* _Work item_:
Transcribe all the entries word for word, but omit the images.

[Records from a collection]
-=-=-=-=-

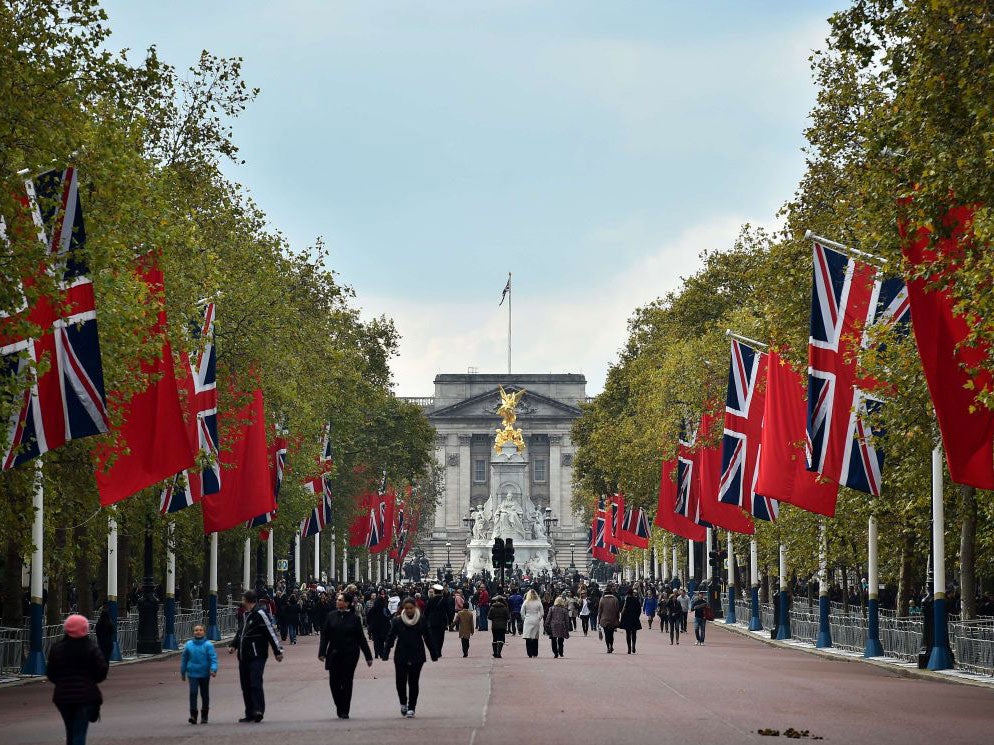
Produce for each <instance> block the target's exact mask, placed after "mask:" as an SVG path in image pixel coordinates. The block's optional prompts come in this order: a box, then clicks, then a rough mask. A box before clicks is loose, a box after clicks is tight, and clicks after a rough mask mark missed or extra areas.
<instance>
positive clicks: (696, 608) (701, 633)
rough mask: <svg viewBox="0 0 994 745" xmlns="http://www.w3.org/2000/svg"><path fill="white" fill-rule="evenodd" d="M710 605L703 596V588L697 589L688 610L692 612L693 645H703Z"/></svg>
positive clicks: (700, 645)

-=-=-=-=-

* _Solution_:
Produce for each <instance> block the target's exact mask, placed after "mask:" as an SVG path in image pixel coordinates. The block's optional prompts come in this order: a box, then clicks, then a rough mask. A box before clicks is loose, a box after clicks is tight, and clicks after a rough mask mark missed or extra areas.
<instance>
positive clicks: (696, 608) (701, 633)
rough mask: <svg viewBox="0 0 994 745" xmlns="http://www.w3.org/2000/svg"><path fill="white" fill-rule="evenodd" d="M710 605L703 596V588L697 589L688 610L692 612L693 645H703Z"/></svg>
positive clicks: (700, 645)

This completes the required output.